Work instructions: Retype the full set of records. Keep every character identical.
START Provided records
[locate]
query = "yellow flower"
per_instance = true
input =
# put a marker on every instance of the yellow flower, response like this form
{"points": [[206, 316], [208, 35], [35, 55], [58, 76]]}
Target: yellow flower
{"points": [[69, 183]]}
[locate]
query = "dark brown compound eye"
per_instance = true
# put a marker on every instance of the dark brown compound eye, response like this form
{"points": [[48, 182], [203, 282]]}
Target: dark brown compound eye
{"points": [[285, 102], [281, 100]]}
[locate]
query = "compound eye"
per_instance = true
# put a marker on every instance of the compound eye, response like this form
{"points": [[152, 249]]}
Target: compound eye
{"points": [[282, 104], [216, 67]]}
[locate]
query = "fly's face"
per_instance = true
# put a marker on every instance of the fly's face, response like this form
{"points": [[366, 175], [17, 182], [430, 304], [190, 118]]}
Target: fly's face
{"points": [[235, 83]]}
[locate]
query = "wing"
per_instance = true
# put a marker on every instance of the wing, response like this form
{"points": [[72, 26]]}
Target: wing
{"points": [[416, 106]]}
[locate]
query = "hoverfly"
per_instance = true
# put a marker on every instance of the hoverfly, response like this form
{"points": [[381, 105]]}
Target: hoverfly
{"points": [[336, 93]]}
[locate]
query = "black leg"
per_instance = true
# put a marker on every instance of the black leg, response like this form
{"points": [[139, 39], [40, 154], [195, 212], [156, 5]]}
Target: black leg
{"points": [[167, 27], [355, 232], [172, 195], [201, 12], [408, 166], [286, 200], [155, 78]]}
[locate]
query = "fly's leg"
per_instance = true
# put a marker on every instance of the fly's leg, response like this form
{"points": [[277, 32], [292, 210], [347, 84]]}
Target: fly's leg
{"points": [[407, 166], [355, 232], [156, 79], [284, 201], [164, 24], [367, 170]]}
END Provided records
Written answer:
[locate]
query = "yellow flower"
per_instance = true
input =
# put a marker on every instance of the yellow flower, response like this form
{"points": [[206, 316], [208, 35], [35, 55], [58, 76]]}
Target: yellow flower
{"points": [[69, 183]]}
[locate]
query = "dark brown compound eye"
per_instance = true
# put a marker on every instance of the dark brown compound eye, response like this form
{"points": [[48, 182], [203, 282]]}
Target: dark brown compound eye
{"points": [[285, 102], [281, 100]]}
[locate]
query = "compound eye"
per_instance = true
# put a marker on every instance of the compound eye, response like this form
{"points": [[152, 249]]}
Target: compound eye
{"points": [[282, 104], [216, 67]]}
[locate]
query = "fly's face"
per_instance = true
# put a marker on every instance of the fly's face, response like this form
{"points": [[366, 175], [17, 182], [430, 304], [190, 118]]}
Target: fly's face
{"points": [[235, 83]]}
[locate]
query = "wing"
per_instance = true
# put a marker on every instance of the wing, response like this form
{"points": [[72, 26]]}
Target: wing
{"points": [[416, 106]]}
[locate]
query = "hoverfly"
per_instance = true
# put a marker on every instance of the hoverfly, response like this form
{"points": [[381, 105]]}
Target: hoverfly
{"points": [[336, 93]]}
[locate]
query = "black leg"
per_instance = true
# put a marker on every instance of the black leg, response like this form
{"points": [[139, 39], [40, 154], [195, 212], [156, 5]]}
Target: black leg
{"points": [[167, 27], [355, 232], [172, 195], [201, 12], [408, 166], [286, 200], [155, 78]]}
[locate]
query = "fly's leg"
per_instance = true
# put a marker on every instance of the fly's leg, response like this form
{"points": [[277, 32], [292, 210], [347, 84]]}
Target: fly's leg
{"points": [[407, 166], [355, 232], [156, 79], [284, 201], [164, 24], [367, 170]]}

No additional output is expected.